* _Supplied passage_
= Beginning of Section =

Meek v. Standard Insurance

MEMORANDUM *

Ramona Meek appeals the district court’s summary judgment in favor of Standard Insurance Company in her action challenging Standard’s denial of total disability benefits. The benefits were denied because Standard found that her disability was caused by a mental condition and that benefits were therefore limited to two years.

We review for abuse of discretion. Meek contends that her case is controlled by our holding in Lang v. Long-Term Disability Plan of Sponsor Applied Remote Tech. Inc., 125 F.3d 794 (9th Cir.1997). In Lang, the insurance company handled the claim inconsistently, first denying benefits on the ground that the insured had no physical disorder, and then on the ground that her disability was not *38caused by the physical disorder that she had. Id. at 789-90. Here, the insurer consistently accepted the diagnosis of the existence of fibromyalgia but, equally consistently, found that the plaintiffs disability was caused by a mental, not a physical, problem. Indeed, even her own examining physicians found that her disabilities had mental causes.

= End of Section =

* _Directions_
**a)** In the Meek v. Standard Insurance memorandum, on what basis did Standard limit Meek's disability benefits to two years?
**b)** Carry on the Meek v. Standard Insurance memorandum, picking up right after its last sentence.

* _Data under study_
= Beginning of Section =

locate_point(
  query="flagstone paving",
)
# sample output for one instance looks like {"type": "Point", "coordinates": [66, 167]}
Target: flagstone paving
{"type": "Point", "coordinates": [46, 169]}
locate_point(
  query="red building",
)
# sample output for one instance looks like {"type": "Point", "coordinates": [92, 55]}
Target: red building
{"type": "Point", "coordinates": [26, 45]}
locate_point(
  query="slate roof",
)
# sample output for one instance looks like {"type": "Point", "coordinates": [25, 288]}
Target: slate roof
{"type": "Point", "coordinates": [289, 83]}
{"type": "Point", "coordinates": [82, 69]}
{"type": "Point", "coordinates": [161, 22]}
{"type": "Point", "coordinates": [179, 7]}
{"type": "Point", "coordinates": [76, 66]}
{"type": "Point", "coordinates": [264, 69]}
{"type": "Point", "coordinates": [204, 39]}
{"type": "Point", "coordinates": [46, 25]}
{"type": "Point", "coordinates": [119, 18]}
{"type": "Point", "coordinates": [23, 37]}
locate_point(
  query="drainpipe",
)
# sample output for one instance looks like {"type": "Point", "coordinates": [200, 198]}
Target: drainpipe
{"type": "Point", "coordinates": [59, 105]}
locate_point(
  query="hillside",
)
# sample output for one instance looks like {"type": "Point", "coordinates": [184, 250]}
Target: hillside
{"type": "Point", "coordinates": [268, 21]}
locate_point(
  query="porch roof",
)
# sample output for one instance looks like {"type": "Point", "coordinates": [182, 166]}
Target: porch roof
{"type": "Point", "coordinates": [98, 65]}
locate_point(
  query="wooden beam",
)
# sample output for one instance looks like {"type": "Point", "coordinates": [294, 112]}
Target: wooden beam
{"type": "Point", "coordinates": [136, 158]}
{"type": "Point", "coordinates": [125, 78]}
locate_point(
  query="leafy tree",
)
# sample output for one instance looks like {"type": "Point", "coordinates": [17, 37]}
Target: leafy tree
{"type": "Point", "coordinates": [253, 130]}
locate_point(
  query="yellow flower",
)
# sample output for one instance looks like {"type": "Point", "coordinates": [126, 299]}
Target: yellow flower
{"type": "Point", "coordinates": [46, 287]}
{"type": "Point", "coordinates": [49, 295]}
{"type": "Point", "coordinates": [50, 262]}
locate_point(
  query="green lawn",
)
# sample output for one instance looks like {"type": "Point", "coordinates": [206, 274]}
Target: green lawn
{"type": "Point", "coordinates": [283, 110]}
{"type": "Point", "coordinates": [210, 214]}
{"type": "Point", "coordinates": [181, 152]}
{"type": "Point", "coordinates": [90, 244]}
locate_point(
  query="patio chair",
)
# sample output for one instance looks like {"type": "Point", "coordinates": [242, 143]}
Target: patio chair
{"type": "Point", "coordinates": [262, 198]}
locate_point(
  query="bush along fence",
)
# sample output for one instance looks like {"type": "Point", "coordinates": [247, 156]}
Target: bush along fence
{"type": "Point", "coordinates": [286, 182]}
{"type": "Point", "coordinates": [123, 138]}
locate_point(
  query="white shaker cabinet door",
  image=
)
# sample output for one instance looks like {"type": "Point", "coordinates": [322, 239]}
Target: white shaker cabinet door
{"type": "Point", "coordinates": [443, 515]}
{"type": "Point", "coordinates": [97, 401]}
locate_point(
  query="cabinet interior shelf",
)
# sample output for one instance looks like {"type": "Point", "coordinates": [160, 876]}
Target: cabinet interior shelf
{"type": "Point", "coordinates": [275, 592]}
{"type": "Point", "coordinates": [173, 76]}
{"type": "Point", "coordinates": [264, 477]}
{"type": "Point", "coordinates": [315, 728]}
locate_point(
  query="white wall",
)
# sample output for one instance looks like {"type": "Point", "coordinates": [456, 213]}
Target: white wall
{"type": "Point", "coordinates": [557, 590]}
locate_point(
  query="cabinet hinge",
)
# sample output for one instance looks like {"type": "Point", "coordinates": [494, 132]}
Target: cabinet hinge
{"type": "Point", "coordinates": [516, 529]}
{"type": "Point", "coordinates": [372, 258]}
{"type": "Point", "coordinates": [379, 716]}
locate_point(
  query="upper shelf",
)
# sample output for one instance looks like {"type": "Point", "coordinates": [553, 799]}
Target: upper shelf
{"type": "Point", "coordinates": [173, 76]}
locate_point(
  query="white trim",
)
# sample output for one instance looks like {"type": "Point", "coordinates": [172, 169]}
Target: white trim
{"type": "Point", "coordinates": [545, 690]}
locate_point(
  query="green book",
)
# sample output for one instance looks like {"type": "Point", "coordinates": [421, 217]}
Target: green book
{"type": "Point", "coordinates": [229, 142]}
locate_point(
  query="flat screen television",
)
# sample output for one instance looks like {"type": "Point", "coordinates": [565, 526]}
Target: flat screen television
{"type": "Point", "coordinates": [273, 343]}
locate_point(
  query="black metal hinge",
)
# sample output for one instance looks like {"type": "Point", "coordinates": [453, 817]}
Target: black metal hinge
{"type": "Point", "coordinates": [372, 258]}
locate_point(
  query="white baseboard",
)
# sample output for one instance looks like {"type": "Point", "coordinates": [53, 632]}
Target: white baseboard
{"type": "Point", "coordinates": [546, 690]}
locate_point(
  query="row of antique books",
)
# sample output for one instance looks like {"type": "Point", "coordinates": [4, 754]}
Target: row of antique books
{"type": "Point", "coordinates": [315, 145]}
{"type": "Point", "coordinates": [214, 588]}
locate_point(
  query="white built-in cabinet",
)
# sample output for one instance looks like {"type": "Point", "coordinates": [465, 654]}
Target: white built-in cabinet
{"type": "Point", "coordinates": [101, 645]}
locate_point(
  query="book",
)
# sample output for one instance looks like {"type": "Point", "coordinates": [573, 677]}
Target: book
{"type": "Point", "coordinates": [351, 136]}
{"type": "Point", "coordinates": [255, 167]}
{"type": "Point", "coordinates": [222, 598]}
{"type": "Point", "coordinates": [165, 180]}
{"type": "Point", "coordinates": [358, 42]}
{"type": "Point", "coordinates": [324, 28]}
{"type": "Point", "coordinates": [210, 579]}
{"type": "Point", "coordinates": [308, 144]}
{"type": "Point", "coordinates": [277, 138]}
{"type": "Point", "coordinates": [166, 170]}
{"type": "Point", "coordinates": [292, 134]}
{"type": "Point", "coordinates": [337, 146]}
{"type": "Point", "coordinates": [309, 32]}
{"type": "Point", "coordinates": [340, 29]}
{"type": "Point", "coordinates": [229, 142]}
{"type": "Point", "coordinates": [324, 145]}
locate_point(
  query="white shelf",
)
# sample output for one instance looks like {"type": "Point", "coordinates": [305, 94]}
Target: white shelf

= End of Section =

* _Answers by item number_
**a)** Standard found that her disability was caused by a mental condition.

**b)**
There is no showing that the insurer’s conflict of interest as both plan administrator and the source of plan funds tainted its decision. There is no showing that Standard “set out from the beginning” to limit Meek’s benefits. Rather, she was invited to submit more information. Any inaccuracy in the vocational consultant’s description of her duties was not material to the consultant’s conclusion. Standard did not misrepresent that it reviewed Dr. Colletti’s records. It stated only that it had requested them. There is no merit to Meek’s claims that the insurer should have sought additional information. Rather, Meek failed to meet her burden under the policy to provide evidence supporting her claim.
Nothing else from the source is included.